TEKS SUMBER >>
◇ ◇ ◇

JIKA seseorang diminta untuk menyampaikan salam kepada seseorang, seperti berkata, “Sampaikan salamku kepada fulan.”
Apakah wajib baginya untuk menyampaikan salam tersebut?
Ada dua pendapat: ada yang mengatakan wajib, ia serupa dengan amanah dan menyampaikan amanah hukumnya wajib. Pendapat ini yang dipilih orang Nawawi rahimahullah. Ada juga yang mengatakan hukumnya sunnah, karena ia serupa dengan titipan dan titipan tidak wajib bagi seseorang untuk menanggungnya, kecuali jika ia siap untuk menerimanya. Ini pendapat Ibnu Hajar rahimahullah.
Pendapat yang kuat –wallahu a’lam- adalah pendapat kedua, karena menyampaikan salam pada asalnya pun adalah sunnah, kecuali jika seseorang meminta kepada orang yang disuruh untuk menyampaikan salam itu sebagai amanah, seperti berkata, “Amanah bersamamu, agar kamu menyampaikan salam kepada si fulan.” Atau ungkapan yang sepertinya, yang mengikatnya menjadi sebuah amanah, lalu orang yang disuruhnya itu menerimanya.
Sebagian ulama, diantaranya Ibnu Hajar rahimahumullah berkata, disunnahkan untuk menjawab salam kepada orang yang membawa titipan salam tersebut bersama dengan jawaban untuk penyampai salamnya, sehingga orang yang membawa titipan salam itu juga mendapatkan bagian dari salam. Maka yang lebih utama untuk orang yang disampaikan kepadanya titipan salam, ia berkata untuk pembawa titipan salam, “’Alaika wa ‘alaihissalaam wa rahmatullah wa barakatuh.”(Untukmu dan untuknya salam, rahmat dan keberkahan) Atau yang seperti itu.

◇ ◇ ◇

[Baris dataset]
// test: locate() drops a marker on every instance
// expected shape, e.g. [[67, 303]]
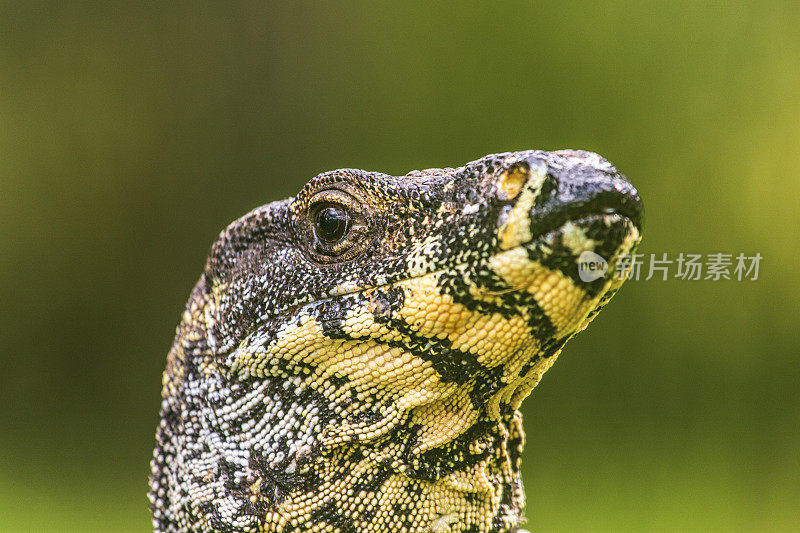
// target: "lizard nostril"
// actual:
[[511, 181]]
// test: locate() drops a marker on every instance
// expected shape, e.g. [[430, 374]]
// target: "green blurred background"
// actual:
[[131, 134]]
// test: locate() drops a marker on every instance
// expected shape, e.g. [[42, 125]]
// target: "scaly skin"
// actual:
[[367, 376]]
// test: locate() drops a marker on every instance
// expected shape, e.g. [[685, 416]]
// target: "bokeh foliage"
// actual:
[[131, 133]]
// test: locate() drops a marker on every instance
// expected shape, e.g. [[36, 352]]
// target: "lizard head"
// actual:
[[408, 316]]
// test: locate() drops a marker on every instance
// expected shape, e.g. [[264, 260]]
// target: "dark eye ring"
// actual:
[[331, 223]]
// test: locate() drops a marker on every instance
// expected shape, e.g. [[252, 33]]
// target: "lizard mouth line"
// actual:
[[610, 218]]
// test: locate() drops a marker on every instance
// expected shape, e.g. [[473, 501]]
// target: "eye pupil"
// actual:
[[332, 223]]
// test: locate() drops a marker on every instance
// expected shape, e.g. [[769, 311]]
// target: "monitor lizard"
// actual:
[[353, 359]]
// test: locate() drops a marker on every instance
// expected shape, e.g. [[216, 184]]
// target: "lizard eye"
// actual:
[[335, 225], [332, 222]]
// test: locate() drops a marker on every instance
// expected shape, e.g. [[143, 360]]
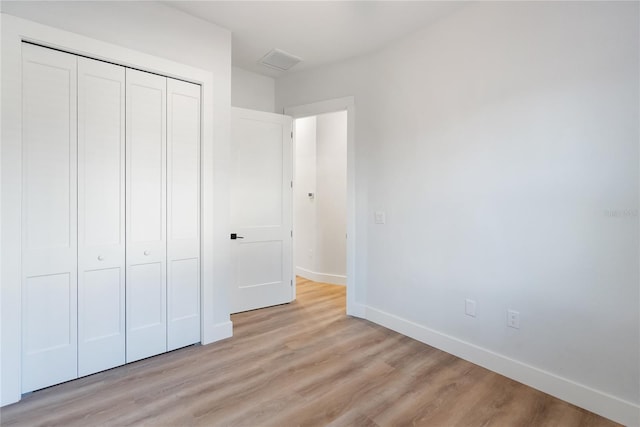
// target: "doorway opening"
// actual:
[[322, 112], [320, 198]]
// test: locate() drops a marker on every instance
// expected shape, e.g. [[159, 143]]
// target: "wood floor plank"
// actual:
[[299, 364]]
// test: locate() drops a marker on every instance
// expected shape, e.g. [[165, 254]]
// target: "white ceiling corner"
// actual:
[[320, 32]]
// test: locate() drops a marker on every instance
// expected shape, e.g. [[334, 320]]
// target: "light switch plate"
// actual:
[[470, 307]]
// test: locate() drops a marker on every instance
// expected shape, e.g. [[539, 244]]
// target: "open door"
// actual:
[[261, 209]]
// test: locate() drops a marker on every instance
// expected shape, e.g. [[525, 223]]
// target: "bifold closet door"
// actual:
[[183, 215], [146, 306], [101, 216], [49, 240]]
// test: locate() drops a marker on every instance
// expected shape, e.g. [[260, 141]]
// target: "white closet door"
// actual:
[[49, 241], [183, 214], [101, 216], [146, 215]]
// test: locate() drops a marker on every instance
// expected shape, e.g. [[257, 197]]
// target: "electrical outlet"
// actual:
[[470, 307], [513, 319]]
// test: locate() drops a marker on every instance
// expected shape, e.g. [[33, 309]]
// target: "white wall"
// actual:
[[158, 30], [320, 222], [502, 143], [252, 91]]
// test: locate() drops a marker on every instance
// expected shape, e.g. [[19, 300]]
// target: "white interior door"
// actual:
[[261, 209], [183, 213], [101, 216], [49, 206], [146, 256]]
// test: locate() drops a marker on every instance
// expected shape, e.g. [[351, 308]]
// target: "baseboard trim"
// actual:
[[332, 279], [217, 332], [603, 404], [357, 310]]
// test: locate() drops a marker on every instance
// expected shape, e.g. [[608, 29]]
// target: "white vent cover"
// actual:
[[280, 60]]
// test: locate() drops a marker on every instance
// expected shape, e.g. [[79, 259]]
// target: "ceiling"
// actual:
[[320, 32]]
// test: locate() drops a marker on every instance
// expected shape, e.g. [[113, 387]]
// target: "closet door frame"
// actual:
[[215, 321]]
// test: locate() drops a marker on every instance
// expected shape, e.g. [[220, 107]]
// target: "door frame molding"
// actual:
[[354, 308], [15, 31]]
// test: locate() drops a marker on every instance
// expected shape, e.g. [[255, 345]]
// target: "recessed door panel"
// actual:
[[101, 216], [146, 256], [49, 241], [261, 209], [183, 216]]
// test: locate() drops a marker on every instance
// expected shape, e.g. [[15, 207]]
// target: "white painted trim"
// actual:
[[329, 106], [218, 332], [578, 394], [332, 279], [14, 32]]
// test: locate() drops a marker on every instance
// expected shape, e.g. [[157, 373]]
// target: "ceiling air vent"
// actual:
[[279, 60]]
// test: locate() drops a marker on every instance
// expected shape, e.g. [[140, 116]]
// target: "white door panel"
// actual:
[[49, 243], [146, 215], [101, 216], [183, 213], [261, 209]]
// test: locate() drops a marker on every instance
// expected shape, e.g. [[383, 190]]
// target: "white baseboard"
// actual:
[[357, 310], [217, 332], [332, 279], [603, 404]]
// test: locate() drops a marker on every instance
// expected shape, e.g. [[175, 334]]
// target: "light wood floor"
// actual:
[[304, 363]]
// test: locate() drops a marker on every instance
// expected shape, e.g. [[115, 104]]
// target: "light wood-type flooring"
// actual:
[[304, 363]]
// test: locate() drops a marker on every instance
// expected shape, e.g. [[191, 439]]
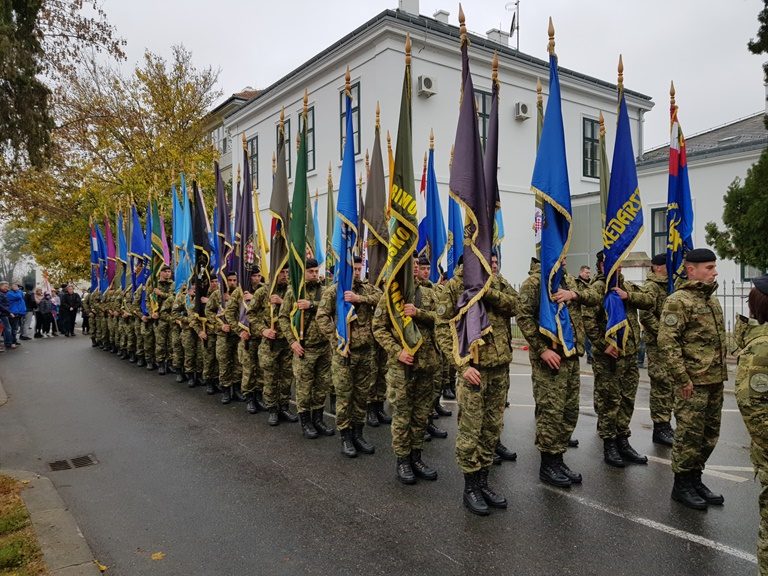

◇ ◇ ◇

DAFTAR SOAL >>
(1) Jawab pertanyaan berikut berdasarkan teks tentang titipan salam.
(a) Menurut pendapat Ibnu Hajar, apa hukum menyampaikan titipan salam?
(b) Dari dua pendapat itu, mana yang dianggap kuat?
(c) Kalimat apa yang lebih utama diucapkan kepada orang yang membawa titipan salam?
(2) Lanjutkan teks tentang titipan salam itu dari bagian terakhirnya.

JAWABAN TIAP SOAL >>
(1)
(a) Sunnah.
(b) Pendapat kedua, yaitu bahwa hukumnya sunnah.
(c) "’Alaika wa ‘alaihissalaam wa rahmatullah wa barakatuh."

(2)
Ibnu Hajar berdalil dengan dua dalil:
Pertama, hadis seseorang dari sahabat dalam riwayat Ahmad, Abu Dawud, dan dinilai shahih oleh al Albani. Padanya disebutkan, seseorang menyampaikan titipan salam ayahnya kepada Nabi shallallahu ‘alaihi wa sallam, maka Nabi shallallahu ‘alaihi wa sallam menjawab, “’Alaika wa ‘alaa abiikas-salam” (Untuku dan untuk ayahmu salam). (HR Ahmad: 23104, Abu Dawud: 5231).
Kedua, hadis Anas radhiyallahu ‘anhu dalam riwayat Nasa`i, padanya disebutkan perkataan Khadijah tatkala Nabi shallallahu ‘alaihi wa sallam menyampaikan salam Jibril kepadanya. Khadijah berkata kepada Nabi shallallahu ‘alaihi wa sallam, “’Alaika wa ‘alaa Jibril salam” (Untukmu dan untuk Jibril salam). (HR An Nasa`i dalam Sunan Kubra: 8359).
Ibnu Hajar rahimahullah berkata dalam syarahnya untuk hadis Aisyah yang lalu, “Nawawi rahimahullah berkata: dalam hadis ini terdapat syariat menitip salam, dan wajib bagi orang yang dititipinya untuk menyampaikan salam tersebut karena ia merupakan amanah. Namun hal itu dikritisi, karena yang demikian lebih mirip dengan titipan (wadhi’ah). Akan tetapi berdasarkan analisa, jika yang dititipi menyatakan kesiapan untuk menyampaikannya, maka ini menjadi amanah, jika tidak maka itu sekedar titipan dan titipan jika tidak diterima tidak ada keharusan apa-apa.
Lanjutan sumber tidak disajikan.